Problem:
Retype only the lines at the head of the records, first through the one with "I need to find the parked", exactly as written.

Start of Block

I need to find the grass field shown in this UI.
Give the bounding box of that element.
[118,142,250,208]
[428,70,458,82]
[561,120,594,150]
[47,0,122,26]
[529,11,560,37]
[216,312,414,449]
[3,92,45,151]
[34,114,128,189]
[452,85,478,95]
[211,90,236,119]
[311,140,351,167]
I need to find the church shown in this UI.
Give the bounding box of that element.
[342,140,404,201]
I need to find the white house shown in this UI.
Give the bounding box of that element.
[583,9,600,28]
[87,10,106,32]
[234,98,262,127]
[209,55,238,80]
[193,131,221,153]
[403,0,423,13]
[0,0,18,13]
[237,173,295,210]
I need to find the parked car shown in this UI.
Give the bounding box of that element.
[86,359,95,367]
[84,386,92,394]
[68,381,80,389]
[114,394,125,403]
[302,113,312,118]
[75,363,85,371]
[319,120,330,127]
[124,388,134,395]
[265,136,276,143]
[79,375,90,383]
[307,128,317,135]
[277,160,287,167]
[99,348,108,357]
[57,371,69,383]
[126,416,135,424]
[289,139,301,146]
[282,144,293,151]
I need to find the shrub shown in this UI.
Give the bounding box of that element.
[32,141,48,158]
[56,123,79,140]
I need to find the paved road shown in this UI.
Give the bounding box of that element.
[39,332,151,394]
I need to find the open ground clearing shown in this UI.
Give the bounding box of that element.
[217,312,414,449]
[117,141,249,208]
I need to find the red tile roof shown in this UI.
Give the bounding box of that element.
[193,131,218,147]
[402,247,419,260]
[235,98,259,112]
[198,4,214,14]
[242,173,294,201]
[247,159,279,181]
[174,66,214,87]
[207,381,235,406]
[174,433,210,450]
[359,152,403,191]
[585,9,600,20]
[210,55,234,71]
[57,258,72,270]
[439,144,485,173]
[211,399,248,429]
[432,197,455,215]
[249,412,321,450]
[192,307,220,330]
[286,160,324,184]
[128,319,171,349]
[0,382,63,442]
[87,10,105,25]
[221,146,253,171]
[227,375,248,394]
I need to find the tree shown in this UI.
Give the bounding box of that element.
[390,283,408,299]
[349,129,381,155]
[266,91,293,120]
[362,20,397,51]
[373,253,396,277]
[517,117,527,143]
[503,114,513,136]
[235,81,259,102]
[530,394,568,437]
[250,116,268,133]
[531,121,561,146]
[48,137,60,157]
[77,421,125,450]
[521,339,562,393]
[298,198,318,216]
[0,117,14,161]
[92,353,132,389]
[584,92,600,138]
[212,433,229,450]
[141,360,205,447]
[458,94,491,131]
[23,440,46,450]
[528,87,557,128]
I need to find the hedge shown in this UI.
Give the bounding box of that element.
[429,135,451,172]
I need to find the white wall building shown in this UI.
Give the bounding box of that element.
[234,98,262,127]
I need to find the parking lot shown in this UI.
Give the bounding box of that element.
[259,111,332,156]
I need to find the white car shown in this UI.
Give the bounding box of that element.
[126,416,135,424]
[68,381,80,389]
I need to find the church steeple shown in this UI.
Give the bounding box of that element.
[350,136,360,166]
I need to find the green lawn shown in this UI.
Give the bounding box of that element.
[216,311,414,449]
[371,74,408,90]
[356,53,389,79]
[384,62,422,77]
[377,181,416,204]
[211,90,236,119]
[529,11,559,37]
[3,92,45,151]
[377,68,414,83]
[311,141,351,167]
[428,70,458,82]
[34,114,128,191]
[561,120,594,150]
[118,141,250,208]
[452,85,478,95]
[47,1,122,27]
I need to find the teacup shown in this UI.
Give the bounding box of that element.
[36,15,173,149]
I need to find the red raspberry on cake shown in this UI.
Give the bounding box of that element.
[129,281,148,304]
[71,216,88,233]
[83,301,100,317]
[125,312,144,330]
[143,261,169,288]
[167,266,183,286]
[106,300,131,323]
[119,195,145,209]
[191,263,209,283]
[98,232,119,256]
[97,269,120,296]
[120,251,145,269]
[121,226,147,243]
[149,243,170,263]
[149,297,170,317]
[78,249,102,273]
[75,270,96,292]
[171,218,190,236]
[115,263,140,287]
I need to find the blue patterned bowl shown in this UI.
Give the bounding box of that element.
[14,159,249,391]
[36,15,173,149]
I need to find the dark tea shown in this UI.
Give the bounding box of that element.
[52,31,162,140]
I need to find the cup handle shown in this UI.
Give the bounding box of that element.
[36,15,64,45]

End of Block

Exercise solution:
I need to find the grass field shown in this UI.
Give the bounding box of that element.
[118,142,250,208]
[428,70,458,82]
[561,120,594,150]
[47,0,122,26]
[529,11,560,37]
[216,312,414,449]
[3,92,45,151]
[34,114,128,189]
[452,85,478,95]
[211,90,236,119]
[311,140,351,167]
I need to find the church shown in this UI.
Give the bounding box of that element.
[342,140,404,201]
I need to find the white house shown in this UI.
Give the bounding box of that element.
[583,9,600,28]
[87,10,106,32]
[234,98,262,127]
[209,55,238,80]
[193,131,221,153]
[403,0,423,13]
[0,0,18,13]
[237,173,295,210]
I need to find the parked car shown in this UI.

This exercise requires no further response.